## Work task
Retype every entry word for word.

## The data
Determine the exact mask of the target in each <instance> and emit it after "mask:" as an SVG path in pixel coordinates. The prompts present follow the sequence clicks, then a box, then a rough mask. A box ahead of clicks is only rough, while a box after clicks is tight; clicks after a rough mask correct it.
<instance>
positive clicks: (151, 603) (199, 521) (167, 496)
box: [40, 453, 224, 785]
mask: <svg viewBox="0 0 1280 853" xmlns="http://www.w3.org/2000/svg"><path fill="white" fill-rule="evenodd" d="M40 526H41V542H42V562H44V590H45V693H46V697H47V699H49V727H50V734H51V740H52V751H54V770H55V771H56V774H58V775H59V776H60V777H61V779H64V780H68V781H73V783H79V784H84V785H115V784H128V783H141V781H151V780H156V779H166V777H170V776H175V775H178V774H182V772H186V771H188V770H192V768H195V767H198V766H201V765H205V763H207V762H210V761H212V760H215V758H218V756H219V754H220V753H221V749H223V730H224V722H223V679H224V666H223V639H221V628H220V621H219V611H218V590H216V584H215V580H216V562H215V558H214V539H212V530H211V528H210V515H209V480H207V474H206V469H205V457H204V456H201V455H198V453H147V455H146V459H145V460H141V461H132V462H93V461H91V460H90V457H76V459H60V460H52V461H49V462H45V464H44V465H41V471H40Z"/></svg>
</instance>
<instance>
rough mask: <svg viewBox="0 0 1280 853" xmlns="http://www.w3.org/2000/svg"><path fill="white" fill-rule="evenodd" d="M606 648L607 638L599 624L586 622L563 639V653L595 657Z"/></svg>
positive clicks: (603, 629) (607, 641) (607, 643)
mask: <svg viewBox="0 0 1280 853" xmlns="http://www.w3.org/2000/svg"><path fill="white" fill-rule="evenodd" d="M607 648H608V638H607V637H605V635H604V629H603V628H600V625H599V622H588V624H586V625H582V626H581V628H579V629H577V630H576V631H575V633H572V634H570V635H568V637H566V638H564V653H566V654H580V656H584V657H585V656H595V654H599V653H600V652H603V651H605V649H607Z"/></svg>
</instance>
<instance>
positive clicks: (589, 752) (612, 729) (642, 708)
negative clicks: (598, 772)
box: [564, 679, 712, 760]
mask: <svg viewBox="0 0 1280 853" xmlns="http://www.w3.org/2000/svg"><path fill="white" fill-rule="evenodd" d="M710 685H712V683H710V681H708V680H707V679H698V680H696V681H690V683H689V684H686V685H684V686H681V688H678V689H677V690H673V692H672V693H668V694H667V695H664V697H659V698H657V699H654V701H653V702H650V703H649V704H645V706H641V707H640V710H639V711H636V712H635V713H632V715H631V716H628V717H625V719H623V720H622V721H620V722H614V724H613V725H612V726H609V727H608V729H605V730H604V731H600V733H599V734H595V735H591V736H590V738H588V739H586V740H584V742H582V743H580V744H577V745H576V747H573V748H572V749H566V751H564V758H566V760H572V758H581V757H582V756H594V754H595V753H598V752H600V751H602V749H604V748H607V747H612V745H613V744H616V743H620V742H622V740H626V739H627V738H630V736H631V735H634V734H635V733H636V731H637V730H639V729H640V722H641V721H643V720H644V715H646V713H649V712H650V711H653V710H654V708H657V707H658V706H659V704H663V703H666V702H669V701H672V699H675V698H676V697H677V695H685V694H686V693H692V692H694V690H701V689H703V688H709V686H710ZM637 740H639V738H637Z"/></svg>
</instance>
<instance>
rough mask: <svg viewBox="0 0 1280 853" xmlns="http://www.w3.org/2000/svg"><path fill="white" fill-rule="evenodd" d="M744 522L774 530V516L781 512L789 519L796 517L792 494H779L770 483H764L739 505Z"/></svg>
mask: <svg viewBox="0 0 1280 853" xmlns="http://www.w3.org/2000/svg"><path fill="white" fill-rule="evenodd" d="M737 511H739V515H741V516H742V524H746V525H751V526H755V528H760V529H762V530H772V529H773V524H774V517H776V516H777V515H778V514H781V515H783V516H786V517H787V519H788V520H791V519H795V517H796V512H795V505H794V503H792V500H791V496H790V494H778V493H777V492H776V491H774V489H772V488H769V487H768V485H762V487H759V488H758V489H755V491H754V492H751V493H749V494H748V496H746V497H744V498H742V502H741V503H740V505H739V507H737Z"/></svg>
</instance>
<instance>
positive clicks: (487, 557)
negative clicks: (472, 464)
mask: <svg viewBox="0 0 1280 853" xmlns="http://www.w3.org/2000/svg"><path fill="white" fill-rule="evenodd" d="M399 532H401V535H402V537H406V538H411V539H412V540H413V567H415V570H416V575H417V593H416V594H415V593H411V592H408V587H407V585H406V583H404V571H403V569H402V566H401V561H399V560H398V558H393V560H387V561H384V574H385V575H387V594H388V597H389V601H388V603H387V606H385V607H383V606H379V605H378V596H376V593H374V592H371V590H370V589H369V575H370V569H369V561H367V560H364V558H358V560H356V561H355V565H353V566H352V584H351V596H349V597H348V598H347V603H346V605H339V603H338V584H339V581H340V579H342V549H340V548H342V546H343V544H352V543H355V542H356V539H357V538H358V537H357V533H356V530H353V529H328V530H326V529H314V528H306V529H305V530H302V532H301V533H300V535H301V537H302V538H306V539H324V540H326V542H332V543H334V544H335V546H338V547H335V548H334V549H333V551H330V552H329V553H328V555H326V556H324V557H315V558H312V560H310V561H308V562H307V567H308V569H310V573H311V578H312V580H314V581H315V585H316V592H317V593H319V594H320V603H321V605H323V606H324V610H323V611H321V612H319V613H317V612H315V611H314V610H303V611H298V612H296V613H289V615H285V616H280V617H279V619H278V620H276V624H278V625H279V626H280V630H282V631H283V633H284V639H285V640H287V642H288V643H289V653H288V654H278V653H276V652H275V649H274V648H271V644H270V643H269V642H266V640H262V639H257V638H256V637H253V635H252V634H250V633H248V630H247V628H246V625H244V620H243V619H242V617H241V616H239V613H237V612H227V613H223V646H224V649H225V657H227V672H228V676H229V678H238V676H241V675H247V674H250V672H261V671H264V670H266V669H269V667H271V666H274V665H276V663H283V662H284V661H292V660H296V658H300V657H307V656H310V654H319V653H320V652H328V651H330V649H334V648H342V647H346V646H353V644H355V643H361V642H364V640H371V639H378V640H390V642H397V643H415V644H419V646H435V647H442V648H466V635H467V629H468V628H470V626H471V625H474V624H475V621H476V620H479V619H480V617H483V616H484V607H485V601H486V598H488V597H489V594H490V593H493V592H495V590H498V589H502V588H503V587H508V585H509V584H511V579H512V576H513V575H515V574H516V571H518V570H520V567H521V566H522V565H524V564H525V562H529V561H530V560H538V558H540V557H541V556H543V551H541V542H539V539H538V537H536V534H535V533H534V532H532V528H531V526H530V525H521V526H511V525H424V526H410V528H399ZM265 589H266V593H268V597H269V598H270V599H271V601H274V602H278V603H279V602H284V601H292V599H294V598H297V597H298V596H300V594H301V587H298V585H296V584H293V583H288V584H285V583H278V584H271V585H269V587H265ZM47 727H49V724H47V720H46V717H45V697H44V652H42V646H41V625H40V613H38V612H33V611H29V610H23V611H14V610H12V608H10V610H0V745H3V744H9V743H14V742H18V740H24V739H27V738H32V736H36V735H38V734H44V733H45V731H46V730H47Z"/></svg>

## Answer space
Determine the exact mask of the target in each <instance> and emit it after "mask:" as an SVG path in pixel coordinates. The prompts present follow the sequence clicks, then a box, then a rough mask. A box ahead of clicks is only rough, while a box after clicks is tight; clicks after a rough mask correct it.
<instance>
positive clicks: (151, 603) (199, 521) (167, 496)
box: [40, 453, 224, 785]
mask: <svg viewBox="0 0 1280 853" xmlns="http://www.w3.org/2000/svg"><path fill="white" fill-rule="evenodd" d="M40 526H41V542H42V562H44V590H45V693H46V697H47V699H49V727H50V734H51V740H52V751H54V770H55V771H56V774H58V775H59V776H60V777H61V779H64V780H68V781H73V783H79V784H84V785H115V784H128V783H141V781H151V780H156V779H166V777H170V776H175V775H178V774H182V772H186V771H188V770H192V768H195V767H198V766H201V765H205V763H207V762H210V761H212V760H215V758H218V756H219V754H220V753H221V749H223V730H224V722H223V679H224V666H223V639H221V628H220V621H219V611H218V590H216V584H215V580H216V562H215V558H214V539H212V530H211V528H210V515H209V480H207V474H206V469H205V457H204V456H201V455H198V453H147V455H146V459H145V460H141V461H132V462H93V461H91V460H90V457H76V459H60V460H52V461H49V462H45V464H44V465H41V471H40Z"/></svg>
</instance>
<instance>
rough mask: <svg viewBox="0 0 1280 853" xmlns="http://www.w3.org/2000/svg"><path fill="white" fill-rule="evenodd" d="M606 648L607 638L599 624L586 622L563 639V653L595 657Z"/></svg>
positive clicks: (603, 629) (607, 641) (607, 643)
mask: <svg viewBox="0 0 1280 853" xmlns="http://www.w3.org/2000/svg"><path fill="white" fill-rule="evenodd" d="M607 648H608V638H607V637H605V635H604V629H603V628H600V625H599V622H588V624H586V625H582V626H581V628H579V629H577V630H576V631H575V633H572V634H570V635H568V637H566V638H564V653H566V654H580V656H584V657H585V656H595V654H599V653H600V652H603V651H605V649H607Z"/></svg>
</instance>
<instance>
positive clicks: (589, 752) (612, 729) (642, 708)
negative clicks: (598, 772)
box: [564, 679, 712, 760]
mask: <svg viewBox="0 0 1280 853" xmlns="http://www.w3.org/2000/svg"><path fill="white" fill-rule="evenodd" d="M710 685H712V683H710V681H708V680H707V679H698V680H696V681H690V683H689V684H686V685H684V686H681V688H678V689H677V690H673V692H672V693H668V694H667V695H664V697H659V698H657V699H654V701H653V702H650V703H649V704H645V706H641V707H640V710H639V711H636V712H635V713H632V715H631V716H628V717H625V719H623V720H622V721H620V722H614V724H613V725H612V726H609V727H608V729H605V730H604V731H600V733H599V734H595V735H591V736H590V738H588V739H586V740H584V742H582V743H580V744H577V745H576V747H573V748H572V749H566V751H564V758H566V760H572V758H581V757H582V756H594V754H595V753H598V752H600V751H602V749H604V748H607V747H612V745H613V744H616V743H620V742H622V740H626V739H627V738H630V736H631V735H634V734H635V733H636V731H637V730H639V729H640V722H641V721H643V720H644V715H646V713H649V712H650V711H653V710H654V708H657V707H658V706H659V704H663V703H666V702H669V701H672V699H675V698H676V697H677V695H685V694H686V693H692V692H694V690H701V689H703V688H709V686H710ZM637 740H639V738H637Z"/></svg>
</instance>
<instance>
rough mask: <svg viewBox="0 0 1280 853" xmlns="http://www.w3.org/2000/svg"><path fill="white" fill-rule="evenodd" d="M744 522L774 530V516L781 512L789 519L796 517L792 494H779L770 483H764L739 505Z"/></svg>
mask: <svg viewBox="0 0 1280 853" xmlns="http://www.w3.org/2000/svg"><path fill="white" fill-rule="evenodd" d="M737 511H739V515H741V516H742V524H746V525H751V526H755V528H760V529H762V530H772V529H773V524H774V517H776V516H777V515H778V514H781V515H783V516H786V517H787V519H788V520H791V519H795V517H796V512H795V505H794V503H792V500H791V496H790V494H778V493H777V492H776V491H774V489H772V488H769V487H768V485H762V487H759V488H758V489H755V491H754V492H751V493H749V494H748V496H746V497H744V498H742V502H741V503H740V505H739V507H737Z"/></svg>
</instance>
<instance>
positive clicks: (487, 557)
negative clicks: (472, 464)
mask: <svg viewBox="0 0 1280 853" xmlns="http://www.w3.org/2000/svg"><path fill="white" fill-rule="evenodd" d="M399 532H401V535H402V537H406V538H411V539H412V540H413V567H415V570H416V575H417V593H416V594H415V593H411V592H408V587H407V585H406V583H404V571H403V569H402V566H401V561H399V560H398V558H393V560H387V561H384V574H385V575H387V594H388V597H389V601H388V603H387V606H385V607H383V606H379V605H378V596H376V593H374V592H371V590H370V589H369V575H370V569H369V561H367V560H364V558H358V560H356V561H355V565H353V566H352V584H351V596H349V597H348V598H347V603H346V605H339V603H338V584H339V581H340V579H342V549H340V548H342V546H343V544H352V543H355V542H356V539H357V538H358V537H357V533H356V530H353V529H328V530H326V529H314V528H306V529H305V530H302V532H301V533H300V535H301V537H302V538H306V539H324V540H326V542H332V543H334V544H335V546H338V547H335V548H334V549H333V551H330V552H329V553H328V555H326V556H324V557H315V558H312V560H310V561H308V562H307V567H308V569H310V573H311V578H312V580H314V581H315V585H316V592H317V593H319V594H320V603H321V605H323V606H324V610H323V611H321V612H319V613H317V612H315V611H314V610H303V611H298V612H296V613H289V615H285V616H280V617H279V619H278V620H276V624H278V625H279V626H280V630H282V631H283V633H284V639H285V640H287V642H288V643H289V653H288V654H278V653H276V652H275V649H274V648H271V644H270V643H269V642H266V640H262V639H257V638H256V637H253V635H252V634H250V633H248V630H247V628H246V625H244V620H243V619H242V617H241V616H239V613H237V612H227V613H223V646H224V649H225V657H227V672H228V676H229V678H238V676H241V675H247V674H250V672H261V671H264V670H266V669H269V667H271V666H274V665H276V663H283V662H284V661H292V660H296V658H300V657H307V656H310V654H319V653H320V652H328V651H330V649H334V648H342V647H346V646H353V644H355V643H361V642H364V640H371V639H378V640H390V642H397V643H415V644H419V646H435V647H442V648H466V635H467V629H468V628H470V626H471V625H474V624H475V621H476V620H479V619H480V617H483V616H484V607H485V601H486V598H488V597H489V594H490V593H493V592H495V590H498V589H502V588H503V587H508V585H509V584H511V579H512V576H513V575H515V574H516V571H518V570H520V567H521V566H522V565H524V564H525V562H529V561H530V560H538V558H540V557H541V556H543V551H541V542H539V539H538V537H536V534H535V533H534V532H532V528H531V526H530V525H521V526H511V525H424V526H410V528H399ZM265 589H266V593H268V597H269V598H270V599H271V601H274V602H278V603H279V602H284V601H292V599H294V598H297V597H298V596H300V594H301V587H298V585H296V584H293V583H288V584H285V583H278V584H271V585H269V587H265ZM47 727H49V724H47V720H46V717H45V697H44V652H42V646H41V625H40V613H38V612H33V611H29V610H23V611H14V610H12V608H10V610H0V745H3V744H9V743H14V742H18V740H24V739H27V738H32V736H36V735H38V734H44V733H45V731H46V730H47Z"/></svg>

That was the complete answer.